### Directions for this task
Your task is to copy the lines of the data below from the line holding "Could you kindly segment every instance of the white desk?" through the line holding "Could you kindly segment every instance of the blurred", inclusive, exactly and with nothing added.

Stored entries:
**********

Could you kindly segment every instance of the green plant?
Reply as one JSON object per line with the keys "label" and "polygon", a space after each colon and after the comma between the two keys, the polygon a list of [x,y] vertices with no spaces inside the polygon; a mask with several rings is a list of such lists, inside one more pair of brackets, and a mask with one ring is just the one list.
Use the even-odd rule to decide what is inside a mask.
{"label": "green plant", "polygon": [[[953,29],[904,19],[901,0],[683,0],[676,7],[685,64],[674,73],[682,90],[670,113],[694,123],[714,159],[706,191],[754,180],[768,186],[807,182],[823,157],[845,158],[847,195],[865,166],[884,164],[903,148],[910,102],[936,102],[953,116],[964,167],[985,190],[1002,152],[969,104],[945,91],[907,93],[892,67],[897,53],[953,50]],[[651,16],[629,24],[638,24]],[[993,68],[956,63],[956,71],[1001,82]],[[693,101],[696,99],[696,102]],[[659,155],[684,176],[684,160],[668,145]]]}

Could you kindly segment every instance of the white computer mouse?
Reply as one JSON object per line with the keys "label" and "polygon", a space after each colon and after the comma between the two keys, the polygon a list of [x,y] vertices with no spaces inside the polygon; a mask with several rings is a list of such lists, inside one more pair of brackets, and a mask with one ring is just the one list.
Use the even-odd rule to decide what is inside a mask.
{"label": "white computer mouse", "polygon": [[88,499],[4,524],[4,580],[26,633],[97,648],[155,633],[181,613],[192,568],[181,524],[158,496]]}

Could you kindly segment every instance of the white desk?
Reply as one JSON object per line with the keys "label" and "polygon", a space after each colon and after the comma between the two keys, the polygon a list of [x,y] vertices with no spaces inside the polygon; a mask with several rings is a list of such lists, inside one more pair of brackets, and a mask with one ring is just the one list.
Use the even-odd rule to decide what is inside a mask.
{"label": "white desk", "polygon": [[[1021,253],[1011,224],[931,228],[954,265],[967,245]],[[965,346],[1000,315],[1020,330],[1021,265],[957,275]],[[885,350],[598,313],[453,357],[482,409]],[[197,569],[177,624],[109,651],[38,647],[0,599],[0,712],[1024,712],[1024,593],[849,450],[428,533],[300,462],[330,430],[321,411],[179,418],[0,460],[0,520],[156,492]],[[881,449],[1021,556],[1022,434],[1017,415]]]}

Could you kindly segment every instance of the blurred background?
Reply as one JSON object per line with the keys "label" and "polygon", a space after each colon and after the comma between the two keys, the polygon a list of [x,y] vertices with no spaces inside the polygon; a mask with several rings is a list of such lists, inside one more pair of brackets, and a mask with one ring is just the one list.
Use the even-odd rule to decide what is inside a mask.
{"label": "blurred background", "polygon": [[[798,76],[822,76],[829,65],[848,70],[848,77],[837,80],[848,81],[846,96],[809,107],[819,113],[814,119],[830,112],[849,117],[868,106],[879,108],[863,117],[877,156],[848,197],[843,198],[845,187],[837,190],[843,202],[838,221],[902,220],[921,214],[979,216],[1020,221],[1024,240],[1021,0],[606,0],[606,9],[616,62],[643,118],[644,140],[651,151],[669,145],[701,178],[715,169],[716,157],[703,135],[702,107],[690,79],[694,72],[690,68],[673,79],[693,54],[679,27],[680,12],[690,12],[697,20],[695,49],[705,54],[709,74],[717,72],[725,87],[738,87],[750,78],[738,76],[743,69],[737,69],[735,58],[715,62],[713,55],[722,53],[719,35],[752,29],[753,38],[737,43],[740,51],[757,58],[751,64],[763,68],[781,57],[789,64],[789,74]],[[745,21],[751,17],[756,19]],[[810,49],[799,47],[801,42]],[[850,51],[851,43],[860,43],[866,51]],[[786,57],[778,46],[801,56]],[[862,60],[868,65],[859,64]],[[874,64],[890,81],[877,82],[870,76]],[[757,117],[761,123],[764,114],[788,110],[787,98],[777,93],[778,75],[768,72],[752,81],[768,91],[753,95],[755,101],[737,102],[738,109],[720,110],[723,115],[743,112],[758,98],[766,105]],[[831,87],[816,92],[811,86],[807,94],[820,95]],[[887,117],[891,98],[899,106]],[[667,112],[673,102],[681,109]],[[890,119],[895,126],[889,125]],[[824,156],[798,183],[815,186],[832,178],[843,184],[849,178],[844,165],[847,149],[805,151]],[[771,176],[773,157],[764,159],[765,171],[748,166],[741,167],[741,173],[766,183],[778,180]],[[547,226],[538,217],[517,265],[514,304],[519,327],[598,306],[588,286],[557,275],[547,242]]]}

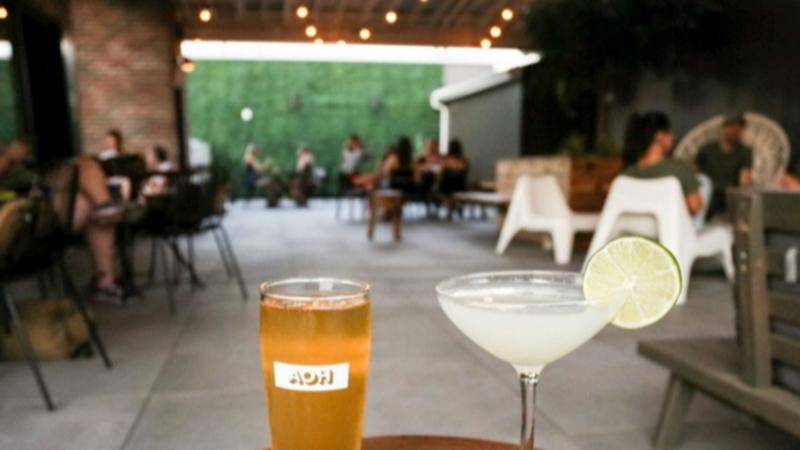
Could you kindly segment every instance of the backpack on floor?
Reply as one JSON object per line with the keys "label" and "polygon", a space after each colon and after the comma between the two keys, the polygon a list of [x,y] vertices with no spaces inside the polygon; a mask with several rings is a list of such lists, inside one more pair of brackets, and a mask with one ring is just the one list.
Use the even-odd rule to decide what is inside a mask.
{"label": "backpack on floor", "polygon": [[[39,359],[74,358],[85,354],[89,329],[69,300],[21,301],[16,304],[33,353]],[[0,358],[21,359],[22,349],[13,330],[0,333]]]}

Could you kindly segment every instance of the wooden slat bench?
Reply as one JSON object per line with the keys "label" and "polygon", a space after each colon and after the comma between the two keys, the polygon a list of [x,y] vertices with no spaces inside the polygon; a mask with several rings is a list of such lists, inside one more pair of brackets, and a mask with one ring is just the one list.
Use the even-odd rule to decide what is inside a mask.
{"label": "wooden slat bench", "polygon": [[[800,243],[800,192],[735,191],[729,205],[736,237],[737,338],[639,343],[639,354],[671,372],[653,438],[656,449],[676,442],[695,391],[800,438],[800,390],[787,387],[775,370],[800,376],[800,286],[776,289],[775,283],[800,260],[787,261],[787,254],[797,258],[797,252],[766,244],[770,233],[789,233]],[[796,332],[781,331],[787,327]]]}

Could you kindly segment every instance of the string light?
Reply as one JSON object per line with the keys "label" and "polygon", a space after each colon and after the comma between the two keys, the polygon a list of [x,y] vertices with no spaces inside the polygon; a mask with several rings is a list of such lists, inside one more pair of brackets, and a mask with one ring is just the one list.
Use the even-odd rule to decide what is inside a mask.
{"label": "string light", "polygon": [[200,12],[197,14],[197,17],[200,18],[200,21],[205,23],[211,22],[212,16],[213,15],[211,14],[211,10],[208,8],[201,9]]}
{"label": "string light", "polygon": [[181,72],[183,73],[192,73],[194,72],[194,62],[192,62],[189,58],[184,58],[181,61]]}
{"label": "string light", "polygon": [[8,9],[5,6],[0,5],[0,20],[5,20],[7,18],[8,18]]}
{"label": "string light", "polygon": [[500,17],[506,22],[510,22],[511,19],[514,18],[514,10],[511,8],[503,8],[503,10],[500,11]]}
{"label": "string light", "polygon": [[361,31],[358,32],[358,37],[360,37],[362,41],[368,40],[371,36],[372,32],[369,31],[369,28],[362,28]]}
{"label": "string light", "polygon": [[503,34],[503,30],[502,28],[495,25],[492,28],[489,28],[489,34],[492,35],[493,38],[499,38],[500,35]]}
{"label": "string light", "polygon": [[314,39],[314,43],[317,44],[317,45],[322,45],[322,44],[325,43],[325,41],[323,41],[321,37],[318,37],[318,38]]}
{"label": "string light", "polygon": [[397,13],[394,11],[389,11],[386,13],[386,22],[394,24],[397,22]]}
{"label": "string light", "polygon": [[339,39],[338,41],[336,41],[336,45],[345,45],[345,44],[347,44],[347,42],[345,42],[344,39]]}
{"label": "string light", "polygon": [[305,19],[306,17],[308,17],[308,7],[305,5],[298,6],[297,11],[295,11],[295,13],[297,14],[297,17]]}
{"label": "string light", "polygon": [[492,41],[489,38],[481,39],[481,48],[491,48]]}
{"label": "string light", "polygon": [[309,25],[306,27],[306,36],[312,38],[317,35],[317,27]]}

**********

### Response area
Could you kindly segment every instance of the white desk?
Reply as one JSON object per line with the keys "label" and "polygon", a space after each colon and after the comma between the two keys, the polygon a list of [x,y] vertices with no spaces inside the polygon; a mask with several rings is a list of such lists, inside one more pair of brackets, and a mask with one ring is just the one list.
Use the even-odd rule to decide what is inside a mask.
{"label": "white desk", "polygon": [[[1021,253],[1011,224],[931,228],[954,265],[967,245]],[[965,346],[1000,315],[1020,330],[1021,265],[957,275]],[[885,350],[598,313],[453,357],[482,409]],[[197,569],[177,624],[109,651],[38,647],[0,599],[0,712],[1024,712],[1024,593],[849,450],[428,533],[300,462],[330,430],[321,411],[179,418],[0,460],[0,520],[156,492]],[[881,449],[1021,556],[1022,434],[1017,415]]]}

Could you kindly segment every instance of the blurred background?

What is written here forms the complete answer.